*** Exercise data ***
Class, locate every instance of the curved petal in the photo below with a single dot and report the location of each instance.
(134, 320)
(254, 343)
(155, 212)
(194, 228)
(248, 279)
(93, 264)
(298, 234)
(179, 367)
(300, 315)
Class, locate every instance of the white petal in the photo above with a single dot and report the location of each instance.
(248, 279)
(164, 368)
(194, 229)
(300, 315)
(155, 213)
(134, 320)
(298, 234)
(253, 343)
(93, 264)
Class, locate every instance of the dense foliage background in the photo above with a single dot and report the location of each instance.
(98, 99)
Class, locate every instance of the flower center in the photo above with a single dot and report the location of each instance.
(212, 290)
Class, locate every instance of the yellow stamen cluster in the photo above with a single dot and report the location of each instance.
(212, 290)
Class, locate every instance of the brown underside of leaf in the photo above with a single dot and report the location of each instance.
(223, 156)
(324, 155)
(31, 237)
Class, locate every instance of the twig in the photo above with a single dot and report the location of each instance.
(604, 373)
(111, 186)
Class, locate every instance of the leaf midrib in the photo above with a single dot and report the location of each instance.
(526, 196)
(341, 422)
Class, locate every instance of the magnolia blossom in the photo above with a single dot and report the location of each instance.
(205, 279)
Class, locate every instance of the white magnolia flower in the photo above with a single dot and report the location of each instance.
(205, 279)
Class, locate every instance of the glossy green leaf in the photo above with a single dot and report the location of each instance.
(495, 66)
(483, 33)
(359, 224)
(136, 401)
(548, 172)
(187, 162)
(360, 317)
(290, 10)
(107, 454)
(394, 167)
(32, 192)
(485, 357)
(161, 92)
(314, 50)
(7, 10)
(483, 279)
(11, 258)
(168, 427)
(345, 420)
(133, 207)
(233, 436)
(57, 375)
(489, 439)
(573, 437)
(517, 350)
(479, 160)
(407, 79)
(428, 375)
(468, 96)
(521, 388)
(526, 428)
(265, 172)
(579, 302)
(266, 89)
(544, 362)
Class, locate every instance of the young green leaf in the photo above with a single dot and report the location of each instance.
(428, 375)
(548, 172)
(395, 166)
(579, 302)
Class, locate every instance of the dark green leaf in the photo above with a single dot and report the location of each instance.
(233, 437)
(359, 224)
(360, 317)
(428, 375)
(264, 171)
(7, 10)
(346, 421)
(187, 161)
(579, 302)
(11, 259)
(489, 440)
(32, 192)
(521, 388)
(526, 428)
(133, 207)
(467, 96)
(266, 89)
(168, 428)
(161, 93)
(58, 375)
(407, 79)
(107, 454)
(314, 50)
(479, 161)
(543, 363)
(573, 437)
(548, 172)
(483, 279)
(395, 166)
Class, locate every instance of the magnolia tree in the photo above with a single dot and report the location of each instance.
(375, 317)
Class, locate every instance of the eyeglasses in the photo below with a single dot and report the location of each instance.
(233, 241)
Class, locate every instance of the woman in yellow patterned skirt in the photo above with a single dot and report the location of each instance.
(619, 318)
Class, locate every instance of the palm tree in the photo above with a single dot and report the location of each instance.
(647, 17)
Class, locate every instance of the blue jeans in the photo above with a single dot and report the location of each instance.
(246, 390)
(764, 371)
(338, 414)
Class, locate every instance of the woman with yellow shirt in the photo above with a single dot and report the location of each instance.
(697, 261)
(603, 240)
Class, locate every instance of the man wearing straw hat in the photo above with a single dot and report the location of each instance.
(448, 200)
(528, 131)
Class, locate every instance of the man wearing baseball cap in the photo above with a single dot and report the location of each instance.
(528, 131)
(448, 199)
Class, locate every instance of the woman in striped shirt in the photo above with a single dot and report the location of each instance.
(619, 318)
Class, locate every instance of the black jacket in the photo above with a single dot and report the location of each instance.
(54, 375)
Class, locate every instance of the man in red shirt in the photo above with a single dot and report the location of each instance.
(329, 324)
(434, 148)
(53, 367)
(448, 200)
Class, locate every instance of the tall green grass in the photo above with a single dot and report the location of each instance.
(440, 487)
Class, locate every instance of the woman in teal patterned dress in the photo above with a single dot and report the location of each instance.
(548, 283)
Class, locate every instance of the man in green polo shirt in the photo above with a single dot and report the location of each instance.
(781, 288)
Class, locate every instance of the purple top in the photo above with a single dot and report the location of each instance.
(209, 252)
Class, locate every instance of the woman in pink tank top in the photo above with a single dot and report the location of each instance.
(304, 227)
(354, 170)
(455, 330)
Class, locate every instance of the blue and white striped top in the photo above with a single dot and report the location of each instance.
*** End of Exercise data ***
* **Assignment**: Set down the data once more, exactly as shown above.

* **Solution to this exercise**:
Class, locate every instance of the curved petal in the photo below with a single dot and report the location of each instance.
(134, 320)
(254, 343)
(155, 212)
(194, 228)
(248, 279)
(93, 264)
(298, 234)
(179, 367)
(300, 315)
Class, locate every instance of the white petal in the photo above with a single dot and report the location of each instance.
(248, 279)
(164, 368)
(194, 229)
(300, 315)
(155, 213)
(134, 320)
(298, 234)
(253, 343)
(93, 264)
Class, locate every instance of the dense foliage background in the photo above with a single dot and report the location of each instance.
(98, 99)
Class, locate every instance of the flower center in the photo above with a single dot and report the location of each instance.
(212, 290)
Class, locate every instance of the yellow stamen cluster in the photo above with a single dot and report the location of each instance.
(212, 290)
Class, locate every instance of the brown underside of leaf in the photo above with a single dot and report the location of each instance.
(223, 156)
(324, 155)
(31, 237)
Class, locate every instance of the twig in the photo above with a single dot and report the location of each instance.
(604, 373)
(111, 186)
Class, locate every instance of the leaf midrib in the photo above with a single dot and report the location of each instance.
(526, 196)
(341, 422)
Class, locate every instance of the magnolia blossom in the photo above with a single dot and report the location of each instance.
(205, 279)
Class, locate every instance of the white magnolia flower in the photo above with a single dot and report the location of each instance.
(205, 279)
Class, locate every instance of the glossy green leaf in the photo above with a single dot and report the location of each instance.
(495, 66)
(483, 33)
(359, 224)
(136, 401)
(548, 172)
(187, 162)
(360, 317)
(290, 10)
(107, 454)
(394, 167)
(32, 192)
(485, 357)
(161, 92)
(314, 50)
(7, 10)
(483, 279)
(11, 258)
(168, 427)
(345, 420)
(133, 207)
(233, 436)
(57, 375)
(489, 439)
(573, 437)
(517, 350)
(479, 160)
(407, 79)
(428, 375)
(468, 96)
(521, 388)
(526, 428)
(265, 172)
(579, 302)
(266, 89)
(544, 362)
Class, locate every instance of the young green leaf in the photo above with a single dot and report the location of each instance.
(428, 375)
(548, 172)
(395, 166)
(579, 302)
Class, locate every instance of the dark green leaf in the photo above with a single dot and report the location of each instance.
(233, 437)
(359, 224)
(360, 317)
(428, 375)
(264, 171)
(7, 10)
(346, 421)
(187, 161)
(579, 302)
(11, 259)
(489, 440)
(32, 192)
(521, 388)
(526, 428)
(133, 207)
(467, 96)
(266, 89)
(168, 428)
(161, 93)
(58, 375)
(407, 79)
(107, 454)
(314, 50)
(479, 161)
(543, 363)
(573, 437)
(548, 172)
(483, 279)
(395, 166)
Class, locate every instance of the magnolia tree in the photo above with a single dot and report the location of each instance.
(375, 317)
Class, locate every instance of the eyeglasses in the photo below with a single dot and report the location of each instance.
(233, 241)
Class, locate every instance of the woman in yellow patterned skirt in the photo above with a single dot and report the location of each instance.
(619, 318)
Class, locate every instance of the palm tree in the photo above with a single dot and report the location of each instance.
(647, 17)
Class, locate every instance of the blue jeans in the photo above with a single dot and report the location of each instance.
(246, 390)
(764, 371)
(338, 414)
Class, locate every instance of the woman with yellow shirt in the photo above with a single dot and report the location of each instance.
(697, 261)
(603, 240)
Class, locate every instance of the man wearing straw hat in the photo above with a single dot and report the location of each instance.
(448, 200)
(528, 131)
Class, locate every instance of the man wearing baseball cap in the photo above with a single dot and report the location of each instance.
(528, 131)
(448, 199)
Class, locate every instance of the woman in striped shirt in the photo above with a single dot and report the location of each instance.
(619, 318)
Class, locate every instance of the black jacket in the photo above with a single dot and report the location of each instance.
(54, 375)
Class, locate every instance of the man in red shirt in the photo above with a single dot and report the location of each instance.
(329, 324)
(434, 148)
(53, 367)
(448, 200)
Class, locate every instance of the tall green grass in the photo above with a single dot and report the location of each instance.
(440, 487)
Class, locate every instance of the woman in teal patterned dress in the photo above with a single dot and report the location of each instance.
(548, 283)
Class, locate every instance of the man in green polo shirt in the photo above with a single dot and report the location of each instance.
(781, 288)
Class, locate every instance of the purple top in the photo above with a single dot and report the location of each instance.
(209, 252)
Class, locate every instance of the woman in pink tank top in the photo above with a single dot and report the location of each instance.
(304, 227)
(354, 170)
(455, 330)
Class, locate every instance of the blue and white striped top in the photo above with a single dot and report the location of each instance.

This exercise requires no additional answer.